> _DOCUMENT SEGMENT_:
What Is Churn Rate? The Metric Every Founder Must Understand
Churn rate is the percentage of customers you lose in a given period. Learn the formula, types, industry benchmarks, and how to keep your rate low.

Churn rate is the percentage of customers you lose in a given period. Learn the formula, types, industry benchmarks, and how to keep your rate low.

Churn rate is the percentage of customers or subscribers who stop doing business with you during a specific time period. Recurly's benchmark data puts the average monthly churn for subscription businesses at 3.27%, while B2B SaaS companies specifically averaged 3.5% monthly as of 2025. Unlike retention rate, which measures who stays, churn rate measures who leaves and how fast.
This number matters more than most metrics because it tells you whether your business is actually working. A startup growing 20% month-over-month but churning 15% of its customers each month is losing ground, not gaining it.
In this guide, you'll learn what churn rate is, how it works, and how to apply it effectively.

> _DIRECTIVE 1_: From the churn rate article, output the part that opens with the words containing "Churn rate is the percentage of customers or" and closes with "and how fast.".
> _DIRECTIVE 2_: Translate this sentence from the churn rate article into Spanish: "This number matters more than most metrics because it tells you whether your business is actually working."
> _DIRECTIVE 3_: List every percentage figure that appears in the churn rate article.

> _DATA LINES_:
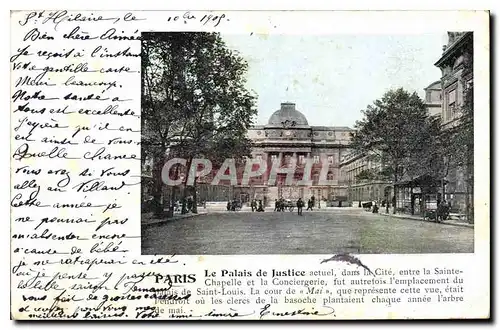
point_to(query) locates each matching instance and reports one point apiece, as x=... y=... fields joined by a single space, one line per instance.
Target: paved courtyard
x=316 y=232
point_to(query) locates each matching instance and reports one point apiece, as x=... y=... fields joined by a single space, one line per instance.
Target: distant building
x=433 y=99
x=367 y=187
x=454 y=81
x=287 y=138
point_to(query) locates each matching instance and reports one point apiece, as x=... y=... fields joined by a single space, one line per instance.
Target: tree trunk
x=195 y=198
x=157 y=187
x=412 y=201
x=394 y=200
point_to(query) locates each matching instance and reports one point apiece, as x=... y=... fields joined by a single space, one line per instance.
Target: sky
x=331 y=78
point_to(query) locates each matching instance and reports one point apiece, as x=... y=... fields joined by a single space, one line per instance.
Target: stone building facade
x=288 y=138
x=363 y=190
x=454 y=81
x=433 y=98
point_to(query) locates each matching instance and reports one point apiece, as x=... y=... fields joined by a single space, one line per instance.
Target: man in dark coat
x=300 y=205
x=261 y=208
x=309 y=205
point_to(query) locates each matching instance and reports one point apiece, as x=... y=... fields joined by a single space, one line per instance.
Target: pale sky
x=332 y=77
* * *
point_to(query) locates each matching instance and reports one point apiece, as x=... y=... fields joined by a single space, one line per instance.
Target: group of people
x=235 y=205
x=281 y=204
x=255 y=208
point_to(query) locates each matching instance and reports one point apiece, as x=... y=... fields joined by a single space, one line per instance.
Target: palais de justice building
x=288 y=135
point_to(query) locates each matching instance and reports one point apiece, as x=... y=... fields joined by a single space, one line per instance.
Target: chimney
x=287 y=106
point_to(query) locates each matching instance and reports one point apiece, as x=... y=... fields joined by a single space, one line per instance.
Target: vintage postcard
--
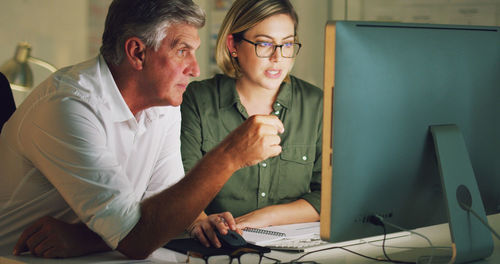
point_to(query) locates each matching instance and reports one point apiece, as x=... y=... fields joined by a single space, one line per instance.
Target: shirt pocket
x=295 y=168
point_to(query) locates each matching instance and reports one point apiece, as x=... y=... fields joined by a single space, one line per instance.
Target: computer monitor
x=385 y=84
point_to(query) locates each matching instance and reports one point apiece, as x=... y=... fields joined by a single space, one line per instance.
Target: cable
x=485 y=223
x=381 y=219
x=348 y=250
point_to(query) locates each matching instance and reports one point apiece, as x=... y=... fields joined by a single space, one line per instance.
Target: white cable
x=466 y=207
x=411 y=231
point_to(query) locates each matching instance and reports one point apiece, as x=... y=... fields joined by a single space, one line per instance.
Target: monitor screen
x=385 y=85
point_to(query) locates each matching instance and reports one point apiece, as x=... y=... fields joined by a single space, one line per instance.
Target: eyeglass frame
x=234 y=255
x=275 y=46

> _TASK RESPONSE 1_:
Churn rate is the percentage of customers or subscribers who stop doing business with you during a specific time period. Recurly's benchmark data puts the average monthly churn for subscription businesses at 3.27%, while B2B SaaS companies specifically averaged 3.5% monthly as of 2025. Unlike retention rate, which measures who stays, churn rate measures who leaves and how fast.

> _TASK RESPONSE 2_: Este número importa más que la mayoría de las métricas porque te dice si tu negocio realmente está funcionando.

> _TASK RESPONSE 3_:
3.27%
3.5%
20%
15%